▸ Provided passage
Unilever is to abandon its dual Anglo-Dutch corporate structure in favour of a single company based in London, reversing attempts two years ago to combine its businesses in the Netherlands.
The maker of Marmite, Dove soap and Ben & Jerry’s ice cream said it would seek to integrate its Dutch entity into its UK arm, ending a legacy of Unilever’s formation from the merger of a Dutch margarine company and British soap maker Lever Brothers more than 90 years ago.
The consumer goods group, one of the UK’s largest companies by market capitalisation, said the shift would make equity-based acquisitions or disposals easier and faster, including a potential spin-off of its tea division.
Past disposals such as the sale of Unilever’s spreads division have been complicated by the need to unwind complex internal structures resulting from the dual domicile.
Nils Andersen, chairman of Unilever, said: “We want to accelerate the pace of portfolio change, and unifying our legal parent structure will give us a greater flexibility for equity-based acquisitions and demergers. That’s very important right now as we anticipate an increasingly dynamic business environment after the Covid-19 pandemic.”
He added: “The structure of the company is outdated . . . We didn’t get a bloody nose in 2018 to now kick the can down the road for a few more years.”
A plan two years ago to merge the UK into the Dutch entity, pushed by former chief executive Paul Polman, was scrapped after shareholder opposition, in part because the company would have dropped out of the FTSE 100 after abandoning its London listing.
Shareholders will need to approve the fresh plan to scrap the dual structure, which was hailed by the UK government as a “vote of confidence”. It will require consent from half of the shareholders in the Dutch entity and 75 per cent of those who own UK-based shares.
The proposal raises the possibility of a split of Unilever’s food arm from its beauty and personal care and food divisions. The company said the Dutch government had sought an assurance that any future spin-off of the foods and refreshment division would result in a Dutch-based and listed company.

▸ Data under study
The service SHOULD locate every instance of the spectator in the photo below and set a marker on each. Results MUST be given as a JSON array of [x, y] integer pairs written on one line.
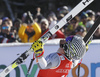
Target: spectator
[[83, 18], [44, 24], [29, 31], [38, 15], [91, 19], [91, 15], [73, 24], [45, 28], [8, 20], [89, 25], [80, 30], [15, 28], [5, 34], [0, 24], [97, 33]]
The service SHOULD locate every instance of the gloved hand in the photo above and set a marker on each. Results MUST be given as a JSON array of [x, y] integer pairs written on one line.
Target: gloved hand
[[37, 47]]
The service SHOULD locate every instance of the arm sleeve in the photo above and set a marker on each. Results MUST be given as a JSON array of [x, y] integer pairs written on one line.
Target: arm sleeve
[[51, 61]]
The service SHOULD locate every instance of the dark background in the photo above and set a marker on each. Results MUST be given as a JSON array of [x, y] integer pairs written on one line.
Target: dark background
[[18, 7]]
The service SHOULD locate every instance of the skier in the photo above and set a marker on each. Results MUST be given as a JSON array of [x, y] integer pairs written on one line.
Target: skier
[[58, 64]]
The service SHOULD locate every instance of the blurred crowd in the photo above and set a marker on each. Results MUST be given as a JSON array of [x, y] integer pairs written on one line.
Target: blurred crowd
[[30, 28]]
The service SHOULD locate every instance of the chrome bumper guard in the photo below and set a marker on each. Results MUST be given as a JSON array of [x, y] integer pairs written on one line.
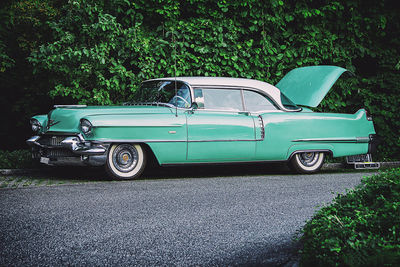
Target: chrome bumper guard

---

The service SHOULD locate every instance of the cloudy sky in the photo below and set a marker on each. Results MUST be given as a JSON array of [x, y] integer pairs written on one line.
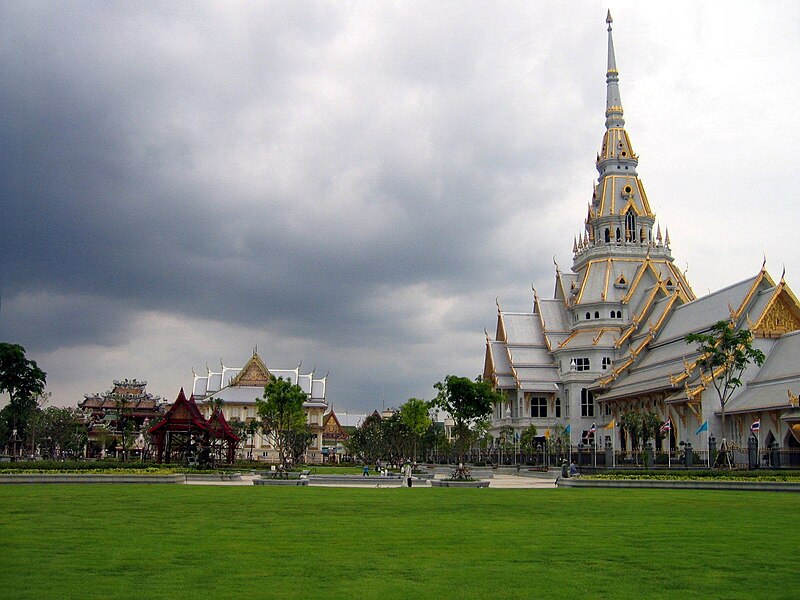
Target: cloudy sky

* * *

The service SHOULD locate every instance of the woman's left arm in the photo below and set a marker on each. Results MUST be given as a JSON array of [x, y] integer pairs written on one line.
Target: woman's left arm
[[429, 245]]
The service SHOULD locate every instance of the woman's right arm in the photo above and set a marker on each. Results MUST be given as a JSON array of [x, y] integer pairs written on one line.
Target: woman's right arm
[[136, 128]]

▸ Tasks to complete
(a) In the Unilever article, swap "margarine" for "butter" and reproduce the part that opens with the words containing "Unilever is to" and closes with "90 years ago.".
(b) Answer these from the Unilever article:
(i) Who is the chairman of Unilever?
(ii) What share of those who own UK-based shares must consent to the new plan?
(iii) Which former chief executive pushed the plan two years ago to merge the UK into the Dutch entity?
(c) Write what follows in the Unilever article, starting after its final sentence.

▸ Written answers
(a)
Unilever is to abandon its dual Anglo-Dutch corporate structure in favour of a single company based in London, reversing attempts two years ago to combine its businesses in the Netherlands.
The maker of Marmite, Dove soap and Ben & Jerry’s ice cream said it would seek to integrate its Dutch entity into its UK arm, ending a legacy of Unilever’s formation from the merger of a Dutch butter company and British soap maker Lever Brothers more than 90 years ago.

(b)
(i) Nils Andersen
(ii) 75 per cent
(iii) Paul Polman

(c)
Unilever said it was happy to make such an assurance but had “no plans” at present to demerge the division.
The company said it expected to retain its listing in both the FTSE 100 and Dutch AEX indices and would remain listed on exchanges in London, Amsterdam and New York. It said operations in both the UK and Netherlands would remain the same.
Alan Jope, chief executive, said the company had not canvassed shareholders before announcing the move.
Analysts welcomed the plan after a lacklustre recent performance from Unilever, which reported flat underlying sales growth in the first quarter after the pandemic hurt its food service and ice cream divisions.
Shares in the Dutch entity were up 1.2 per cent to €47.74 in late afternoon trading on Thursday, while the UK-based shares rose 0.7 per cent to £43.47.
The shift will make it easier for Unilever to raise equity if required.
Martin Deboo, analyst at Jefferies, said a €6.8bn deal reached in 2017 to sell Unilever’s spreads business to KKR had required dozens of internal unbundling transactions, as some of the relevant subsidiaries were technically owned by the UK entity and some by the Dutch.
That helped convince management that simplification was needed, he said. “The immediate issue is whether NV shareholders will have the same objections to the proposal as PLC ones did in 2018, something a retained AEX listing might mitigate.”
He added that the shift “is more than just a legal change . . . It would suggest to me that they are serious about evolving the portfolio. We have long been arguing for a split of the business to unlock some value — it’s refreshing to see they are thinking creatively and radically about this.”
Following the merger, shareholders in the current Dutch entity will own about 55 per cent of the new company, with those already owning UK shares accounting for about 45 per cent.
Alok Sharma, UK business secretary, said he was “delighted” to see Unilever’s proposals to become a fully incorporated UK company, calling it “a clear vote of confidence in the UK”.
The Dutch government had urged Unilever to seek a single listing in the Netherlands after Brexit. It tried to woo the group by scrapping a dividend tax on big corporates, but the tax break was ditched after a public backlash in 2018. Eric Wiebes, minister for economic affairs of the Netherlands, said Unilever informed the Dutch government of its intention in mid-May. Mr Wiebes said he “regretted” the decision and said the government had been in “intensive dialogue” to save Unilever’s Dutch operations.
In a letter to parliament, Mr Wiebes wrote that the move would not cause job losses in the Netherlands. The Dutch government would set up an advisory group to discuss ways to strengthen Unilever’s presence in the country, he said.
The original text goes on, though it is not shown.